[RECORDS SUPPLIED]
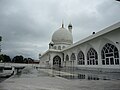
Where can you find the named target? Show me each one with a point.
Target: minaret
(70, 27)
(62, 24)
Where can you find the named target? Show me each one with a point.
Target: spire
(62, 24)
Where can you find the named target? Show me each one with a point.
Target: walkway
(33, 79)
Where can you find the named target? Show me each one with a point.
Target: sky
(26, 26)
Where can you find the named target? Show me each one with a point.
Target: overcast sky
(27, 25)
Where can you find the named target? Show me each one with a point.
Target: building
(100, 51)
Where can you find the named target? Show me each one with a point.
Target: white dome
(62, 36)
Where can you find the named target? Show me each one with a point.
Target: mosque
(99, 51)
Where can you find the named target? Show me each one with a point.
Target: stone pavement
(45, 82)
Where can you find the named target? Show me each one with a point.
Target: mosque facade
(99, 51)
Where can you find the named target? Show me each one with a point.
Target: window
(92, 57)
(110, 55)
(54, 47)
(59, 47)
(73, 57)
(80, 58)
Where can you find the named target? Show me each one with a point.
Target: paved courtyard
(42, 79)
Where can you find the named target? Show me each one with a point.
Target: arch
(59, 47)
(92, 57)
(73, 57)
(67, 58)
(80, 58)
(110, 55)
(57, 61)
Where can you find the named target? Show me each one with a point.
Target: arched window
(59, 47)
(92, 57)
(80, 58)
(67, 58)
(73, 57)
(110, 55)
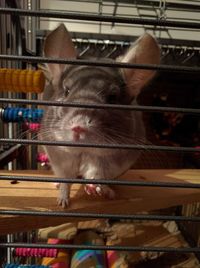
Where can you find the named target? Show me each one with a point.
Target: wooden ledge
(42, 196)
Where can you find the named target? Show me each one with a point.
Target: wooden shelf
(42, 196)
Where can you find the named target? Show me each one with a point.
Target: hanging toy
(25, 81)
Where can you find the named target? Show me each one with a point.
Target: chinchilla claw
(63, 202)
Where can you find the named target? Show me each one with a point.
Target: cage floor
(39, 196)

[TO DO]
What is needed here is an exact transcript of the data above, pictures excluded.

[EXERCISE RESPONSE]
Where can you find the named target? Show me each one with a point.
Target: minaret
(70, 27)
(62, 24)
Where can you find the named target? Show me each one with a point.
Target: spire
(62, 24)
Where can you find the named target? Show me each one with a point.
Target: walkway
(33, 79)
Where can you find the named target? Show me each one with a point.
Target: sky
(26, 26)
Where can you find the named target? Show me each one with a point.
Target: overcast sky
(27, 25)
Where can you find the named target? Show me each one with a point.
Target: building
(100, 51)
Where can you find the named target? Show me each one with a point.
Target: white dome
(62, 36)
Where can you find the named target? Show me each one with a point.
Target: mosque
(99, 51)
Where can you find the named target? Show me each one with a point.
Target: stone pavement
(45, 82)
Where can you find the named target? Show me each one with a point.
Target: mosque facade
(99, 51)
Where can you find the named target? Show me each one with a point.
Target: window
(92, 57)
(110, 55)
(54, 47)
(59, 47)
(73, 57)
(80, 58)
Where can you find the named target? Show me each one with a point.
Target: paved courtyard
(42, 79)
Where can you find the named target? Show me each one with a point.
Target: arch
(59, 47)
(92, 57)
(73, 57)
(67, 58)
(80, 58)
(110, 55)
(57, 61)
Where can you find the named target? Show me each one with a point.
Target: arched window
(59, 47)
(92, 57)
(80, 58)
(67, 58)
(73, 57)
(110, 55)
Where can you find the named target? Show me each one with a point.
Target: wooden ledge
(42, 196)
Where can you find the named target? Show me each one with a point.
Target: wooden shelf
(42, 196)
Where can you find the named target? Show me each one with a point.
Target: hanging toy
(25, 81)
Where can you find the named target? Show me each one with a point.
Target: chinchilla claw
(63, 202)
Where can you find the named target? Show me each one with a point.
Target: cage floor
(39, 196)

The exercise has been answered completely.